SUPPLIED DATA:
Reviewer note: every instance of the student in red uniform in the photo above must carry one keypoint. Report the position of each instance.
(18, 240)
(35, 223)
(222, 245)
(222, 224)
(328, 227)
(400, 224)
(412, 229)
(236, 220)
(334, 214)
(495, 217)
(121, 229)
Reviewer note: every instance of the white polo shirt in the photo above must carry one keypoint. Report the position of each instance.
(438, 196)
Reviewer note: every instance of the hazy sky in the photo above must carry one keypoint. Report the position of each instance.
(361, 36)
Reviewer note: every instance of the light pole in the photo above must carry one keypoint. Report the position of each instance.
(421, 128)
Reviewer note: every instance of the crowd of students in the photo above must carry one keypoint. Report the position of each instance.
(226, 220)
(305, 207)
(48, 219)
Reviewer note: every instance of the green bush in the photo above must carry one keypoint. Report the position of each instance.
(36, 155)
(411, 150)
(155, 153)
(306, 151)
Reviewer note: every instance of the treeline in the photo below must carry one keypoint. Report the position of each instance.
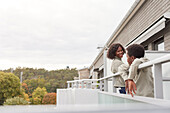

WHAT YOU ARE ASKED TO DO: Copy out every one of the records above word for word, leaving out the pictures.

IN RESPONSE:
Reviewer note: every instance of the student in red uniform in the photo above must carry one keypoint. Report the position of each instance.
(18, 240)
(35, 223)
(222, 245)
(222, 224)
(328, 227)
(400, 224)
(412, 229)
(236, 220)
(334, 214)
(495, 217)
(121, 229)
Reviewer note: every instance of the white polo shirt in the photo above must carry one keypoint. Report the position of each instance.
(438, 196)
Reviewer note: every instance of the hazy sky in the photo above must carry one keypoint. Report the position of each instance.
(361, 36)
Reviewer note: every instance of the light pole in the photo above must carry one keypoint. Report the position of each instance.
(421, 128)
Reviewer note: every instance of the crowd of students in the photo above must carry one keypoint. Report the position of each instance.
(226, 220)
(305, 207)
(48, 219)
Reviewer note: every instance of the green bush in the photo above must carry one keypoint. Report the position of each instance.
(36, 155)
(411, 150)
(155, 153)
(306, 151)
Reviewer note: every instance of the treeline in the photo below must carry one keypoint. Report the position of each instance.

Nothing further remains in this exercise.